CN: An Israeli colleague mentioned Rachel Corrie to me not as a warning but as an example of how I was being perceived by authority—in specific, by Israeli airport security at Ben Gurion. Jerusalem is not a dangerous city. It’s safer than many American cities, if not most. But in any city, your safety depends on who you are, how you appear, how likely you are to be treated or mistreated by the police, or, in the case of Jerusalem, by the Israeli army, too. Jerusalem is safe for me in a way it’s not for a Palestinian living in Sheikh Jarrah. What happened to me, this kind of stranger vs. stranger violence, was an anomaly, something that shocked Palestinians and Israelis alike. I knew that some people back in the States assumed that I was contending daily with the specter of bus bombings, but I lived in Jerusalem in so-called quiet years. There wasn’t the kind of violence that makes international headlines. But there was, and still is, the everyday violence of the occupation, which Westerners can more easily ignore. In “Cover Up,” I describe limitations to my movement in a specific neighborhood, but in general, in retrospect, I was very free. Often, I’d walk through the Old City to get to West Jerusalem, and sometimes the Israeli army would create surprise checkpoints, say at Damascus Gate. One hot afternoon, I took my place at the end of a long line and prepared to show my ID. Within a minute, a soldier led me to the front, apologizing and explaining that the line was “for Arabs only.” Burning with shame, I continued on my way.
KP: How and why did you develop a desire to conform and not make waves, to be a “perfect stranger”?
CN: Sometimes I think of Jerusalem and New York as opposites. In New York, people dress to be seen. I love looking at what people wear. Also in New York, you can dress outrageously, and no one will look twice. I love New York for its gift of anonymity. It’s a kind of anonymity that is not possible in Jerusalem, and really, it’s hard to find this anonymity in other cities, too. In Jerusalem, there are large religious communities, Muslim, Jewish, also Christian. There’s an emphasis on modesty—which is not to say that modesty precludes style. But I knew even before I moved to Jerusalem that I would no longer be operating as I had in New York. I wanted not so much to conform as to pass as a respectful outsider. Is it possible to be a “perfect stranger”? Probably not. It gets back to this interesting question: Who do you think you are?
PC: Do you think conditions for women in America could ever become similar to those in Jerusalem, given the right circumstances?
CN: Women in Jerusalem lead all kinds of lives. There, as it is here, in America, or anywhere in the world, the status of women as people is never secure. It’s constantly being negotiated and is often undermined.

::::::::::

**What to do**
1. Reproduce the passage of the interview from "CN: Sometimes I" to "think you are?".
2. In the interview, condense the paragraph that opens "Sometimes I think of Jerusalem and New York as opposites" into a short bulleted list of its main points.

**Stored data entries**
::::::::::

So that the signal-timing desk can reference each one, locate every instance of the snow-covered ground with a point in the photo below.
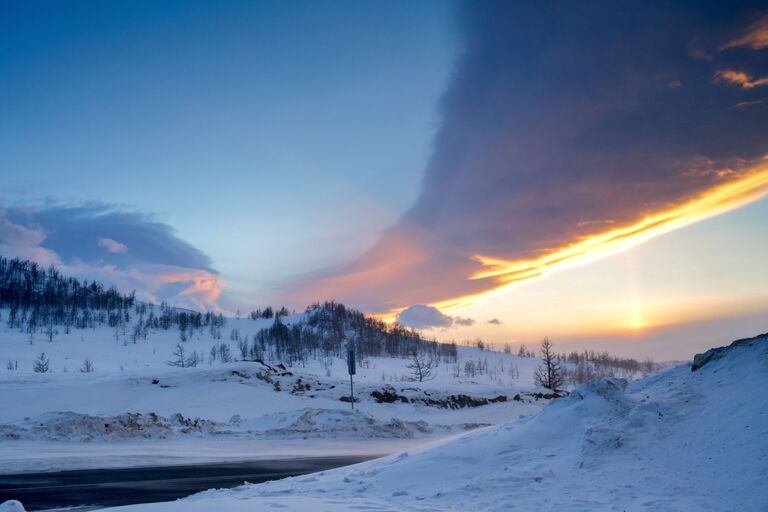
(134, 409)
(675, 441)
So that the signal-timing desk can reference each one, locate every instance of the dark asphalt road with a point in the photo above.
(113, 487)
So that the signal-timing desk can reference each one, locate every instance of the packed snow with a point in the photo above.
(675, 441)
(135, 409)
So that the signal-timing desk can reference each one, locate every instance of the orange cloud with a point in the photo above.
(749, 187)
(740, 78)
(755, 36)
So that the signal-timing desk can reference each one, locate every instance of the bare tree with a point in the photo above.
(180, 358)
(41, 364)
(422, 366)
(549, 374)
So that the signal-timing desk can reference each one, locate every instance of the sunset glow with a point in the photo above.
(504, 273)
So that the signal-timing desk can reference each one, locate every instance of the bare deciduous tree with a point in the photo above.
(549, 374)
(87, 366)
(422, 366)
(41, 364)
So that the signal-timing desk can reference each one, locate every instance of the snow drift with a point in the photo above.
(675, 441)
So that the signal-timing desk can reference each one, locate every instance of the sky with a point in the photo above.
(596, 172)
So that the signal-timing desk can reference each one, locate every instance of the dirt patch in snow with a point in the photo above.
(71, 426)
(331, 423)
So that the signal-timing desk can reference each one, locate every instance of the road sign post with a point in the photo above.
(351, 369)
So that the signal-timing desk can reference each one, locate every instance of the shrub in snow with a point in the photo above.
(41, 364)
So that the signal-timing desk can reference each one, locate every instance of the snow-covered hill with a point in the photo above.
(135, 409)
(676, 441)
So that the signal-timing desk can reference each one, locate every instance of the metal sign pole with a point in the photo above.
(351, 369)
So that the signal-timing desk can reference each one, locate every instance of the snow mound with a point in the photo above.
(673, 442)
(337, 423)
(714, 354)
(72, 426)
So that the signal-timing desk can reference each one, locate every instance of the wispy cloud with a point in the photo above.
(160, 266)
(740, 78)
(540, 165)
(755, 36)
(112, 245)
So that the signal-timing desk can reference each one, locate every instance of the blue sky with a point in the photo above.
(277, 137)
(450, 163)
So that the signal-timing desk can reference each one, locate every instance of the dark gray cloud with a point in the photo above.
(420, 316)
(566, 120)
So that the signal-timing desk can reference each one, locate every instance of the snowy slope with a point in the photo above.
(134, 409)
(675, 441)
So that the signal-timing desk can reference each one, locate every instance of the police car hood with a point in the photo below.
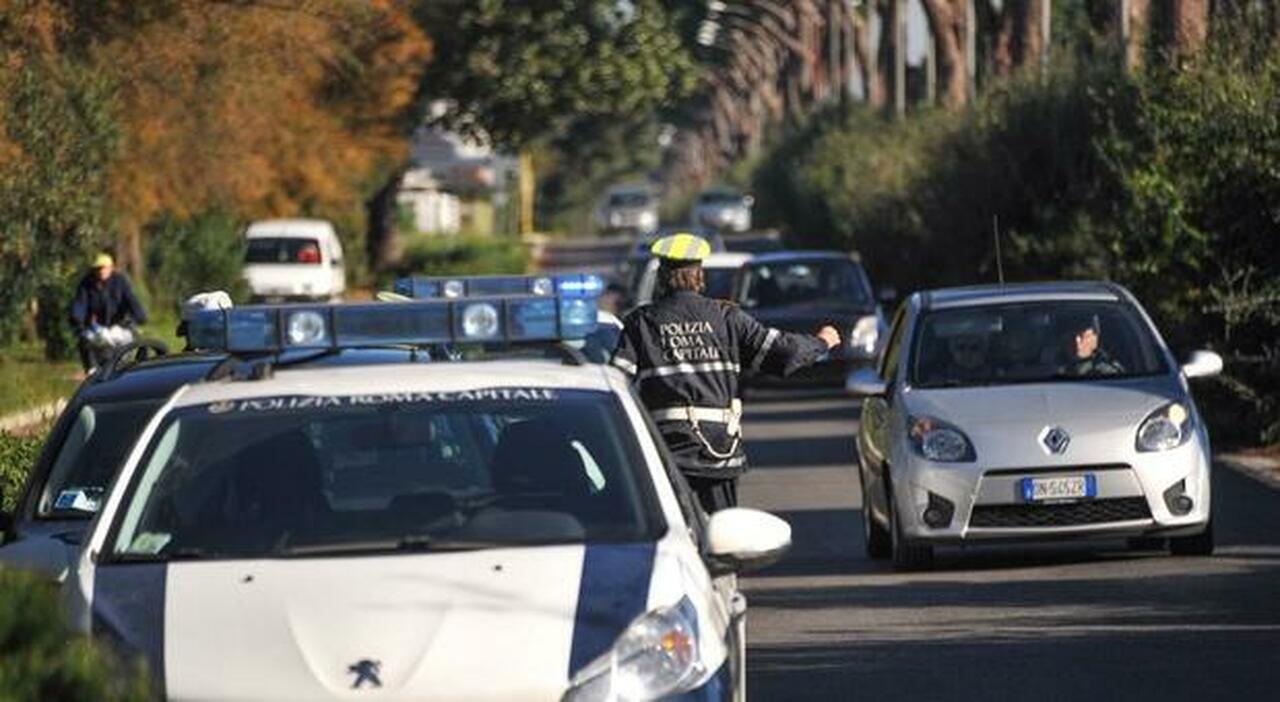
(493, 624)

::::::::::

**Solutions for each task**
1.
CN: Sometimes I think of Jerusalem and New York as opposites. In New York, people dress to be seen. I love looking at what people wear. Also in New York, you can dress outrageously, and no one will look twice. I love New York for its gift of anonymity. It’s a kind of anonymity that is not possible in Jerusalem, and really, it’s hard to find this anonymity in other cities, too. In Jerusalem, there are large religious communities, Muslim, Jewish, also Christian. There’s an emphasis on modesty—which is not to say that modesty precludes style. But I knew even before I moved to Jerusalem that I would no longer be operating as I had in New York. I wanted not so much to conform as to pass as a respectful outsider. Is it possible to be a “perfect stranger”? Probably not. It gets back to this interesting question: Who do you think you are?

2.
- Jerusalem and New York sometimes seem like opposites.
- In New York, people dress to be seen, yet even outrageous clothes draw no second look. The city offers a welcome anonymity.
- That anonymity isn't possible in Jerusalem and is hard to find in other cities.
- Jerusalem has large Muslim, Jewish and Christian religious communities and puts an emphasis on modesty, though modesty doesn't rule out style.
- Before moving there, the speaker knew life would not work as it had in New York. The aim was less to conform than to pass as a respectful outsider.
- Being a "perfect stranger" is probably not possible. It comes back to the question: Who do you think you are?